Extrait –
▬▬▬▬▬▬▬▬▬▬
Le style caractéristique des caravansérails du Khorassan s’est formé à la fin du XIème siècle. La structure rectangulaire ou carrée, toujours symétrique, comprend une cour intérieure entourée de chambres pour les marchands, d’entrepôts et d’abris pour les bêtes de somme et le fourrage.
Si les caravansérails des villes étaient situés au cœur de celles-ci, non loin des bazars, ceux construits dans la steppe, isolés, devaient être défendus par de solides murailles et des tours puissantes. Parfois, ils étaient aménagés dans des ribats abandonnés, comme celui de Dayahatyn.
Celui-ci se présente en un carré de 53 mètres de côté. Il est bâti en briques crues, tandis que le revêtement des murs et la maçonnerie des arches, des voûtes et des dômes est fait de briques cuites de bonne qualité. À l’intérieur, on retrouve des moulures décoratives en plâtre. Les panneaux symétriques situés à l’entrée ne laissent aucun doute sur le style du monument.
L’utilisation magistrale d’une simple brique comme ornement de façade est typique de la période pré-mongole. La maçonnerie en relief, sculptée, ainsi que l’utilisation de paires de briques ciselées, ont rendu la surface expressive et sophistiquée.
Les maîtres des XIème et XIIème siècles ont également utilisé ces techniques pour réaliser de subtils panneaux épigraphiques. Des écritures bâtardes arabes « kufi » gravées dans la brique ornent l’entrée. Ces lignes diagonales, qui peuvent passer pour de simples motifs, forment six rectangles contenant les mots « Allah », « Mahomet », ainsi que les noms des successeurs du prophète : « Ali », « Omar », « Othmân » et « Abou Bakr ».
Le fait de mentionner les quatre califes témoigne du fait que Dayahatyn n’était pas un simple hôtel pour marchands, mais un caravansérail d’État destiné au repos des têtes couronnées et de leur cour lors des longs voyages.
Les chambres qui ont accueilli ces dignitaires se distinguent nettement des autres par une disposition inhabituelle et un style exceptionnellement inventif. La mosquée de Dayahatyn, pièce oblongue à droite du hall d’entrée, est divisée par deux arcs transversaux en trois parties. Au milieu de chacun d’eux se trouve une niche, ou mihrab, orientées avec précision vers la kaaba.
▬▬▬▬▬▬▬▬▬▬
Entrées –

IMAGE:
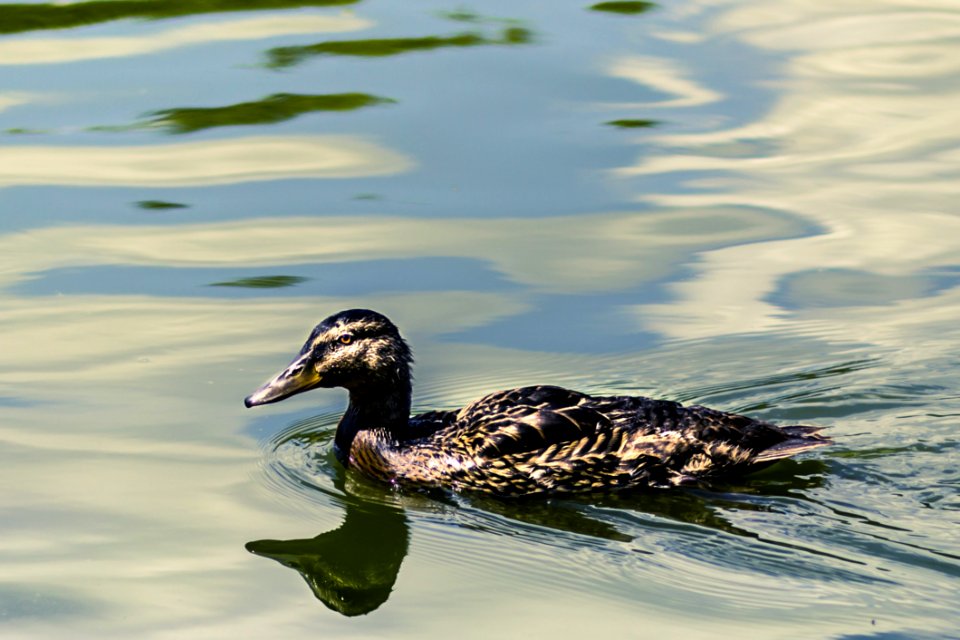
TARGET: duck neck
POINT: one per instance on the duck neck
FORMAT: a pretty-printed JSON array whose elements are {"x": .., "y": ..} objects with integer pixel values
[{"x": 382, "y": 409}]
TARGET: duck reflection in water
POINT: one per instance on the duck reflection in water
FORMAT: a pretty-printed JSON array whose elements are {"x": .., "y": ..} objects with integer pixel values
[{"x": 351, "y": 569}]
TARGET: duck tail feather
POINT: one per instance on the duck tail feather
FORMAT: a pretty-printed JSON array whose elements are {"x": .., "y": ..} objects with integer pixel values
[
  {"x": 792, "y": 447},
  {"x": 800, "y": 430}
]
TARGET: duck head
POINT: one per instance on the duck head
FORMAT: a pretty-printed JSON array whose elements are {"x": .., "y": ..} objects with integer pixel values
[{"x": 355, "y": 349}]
▬▬▬▬▬▬▬▬▬▬
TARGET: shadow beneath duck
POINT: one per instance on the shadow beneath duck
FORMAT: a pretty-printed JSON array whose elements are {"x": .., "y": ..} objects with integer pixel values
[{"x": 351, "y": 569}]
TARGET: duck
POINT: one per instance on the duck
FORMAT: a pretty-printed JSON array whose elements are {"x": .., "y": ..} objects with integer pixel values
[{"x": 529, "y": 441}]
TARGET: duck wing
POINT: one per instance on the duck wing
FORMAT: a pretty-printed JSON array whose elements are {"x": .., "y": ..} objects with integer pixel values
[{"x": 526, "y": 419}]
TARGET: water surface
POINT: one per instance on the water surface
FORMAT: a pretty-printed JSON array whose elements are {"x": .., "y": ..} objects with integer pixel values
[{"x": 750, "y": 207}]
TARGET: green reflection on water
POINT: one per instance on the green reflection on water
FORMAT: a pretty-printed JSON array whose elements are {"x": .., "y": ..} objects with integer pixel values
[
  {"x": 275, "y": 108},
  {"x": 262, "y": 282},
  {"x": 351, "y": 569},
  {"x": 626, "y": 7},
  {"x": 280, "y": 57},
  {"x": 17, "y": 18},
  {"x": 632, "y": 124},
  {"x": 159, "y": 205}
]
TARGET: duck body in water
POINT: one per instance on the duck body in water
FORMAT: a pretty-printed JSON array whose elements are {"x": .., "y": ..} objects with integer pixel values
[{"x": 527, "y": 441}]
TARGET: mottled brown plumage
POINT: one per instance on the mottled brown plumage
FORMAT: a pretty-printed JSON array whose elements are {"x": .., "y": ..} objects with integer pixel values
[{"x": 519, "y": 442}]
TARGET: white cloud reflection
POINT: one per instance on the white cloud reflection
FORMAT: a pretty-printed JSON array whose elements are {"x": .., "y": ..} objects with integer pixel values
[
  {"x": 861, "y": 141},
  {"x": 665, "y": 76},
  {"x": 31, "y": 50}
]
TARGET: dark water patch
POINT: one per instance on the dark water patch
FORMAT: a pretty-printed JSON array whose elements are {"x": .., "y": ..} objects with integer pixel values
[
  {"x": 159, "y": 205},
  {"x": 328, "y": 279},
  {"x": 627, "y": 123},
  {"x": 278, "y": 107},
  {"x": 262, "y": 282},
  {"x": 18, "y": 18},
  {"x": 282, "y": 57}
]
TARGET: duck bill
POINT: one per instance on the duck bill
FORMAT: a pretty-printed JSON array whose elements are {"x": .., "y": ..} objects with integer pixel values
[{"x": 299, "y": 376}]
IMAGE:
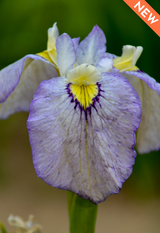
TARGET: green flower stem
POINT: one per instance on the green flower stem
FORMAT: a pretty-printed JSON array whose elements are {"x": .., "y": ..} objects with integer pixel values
▬▬▬▬▬▬▬▬▬▬
Exercices –
1/ Recopiez à l'identique, dans l'extrait sur les caravansérails, le passage qui va de « Le fait de mentionner » à « vers la kaaba. » inclus.
2/ Rédigez la suite de l'extrait sur les caravansérails à partir de sa dernière phrase.

Réponses par exercice –
1/
Le fait de mentionner les quatre califes témoigne du fait que Dayahatyn n’était pas un simple hôtel pour marchands, mais un caravansérail d’État destiné au repos des têtes couronnées et de leur cour lors des longs voyages.
Les chambres qui ont accueilli ces dignitaires se distinguent nettement des autres par une disposition inhabituelle et un style exceptionnellement inventif. La mosquée de Dayahatyn, pièce oblongue à droite du hall d’entrée, est divisée par deux arcs transversaux en trois parties. Au milieu de chacun d’eux se trouve une niche, ou mihrab, orientées avec précision vers la kaaba.

2/
Le site de Dayahatyn s’est une nouvelle fois modernisé au XVème ou XVIème siècle lorsque l’entrée principale a pris son aspect actuel. Le grand portail – couronné d’une voûte – édifié à l’époque se distingue de la construction seldjoukide : dépourvu de tout ornement, il est bâti en briques plus grandes et la finition n’est pas aussi soignée.
L’importance du caravansérail a très vite périclité quand l’afflux des caravanes s’est tari et le monument s’est détérioré au fil des décennies. Les hauts murs n’abritaient plus que quelques régiments militaires venus y passer la nuit et de rares voyageurs soucieux de se protéger du soleil.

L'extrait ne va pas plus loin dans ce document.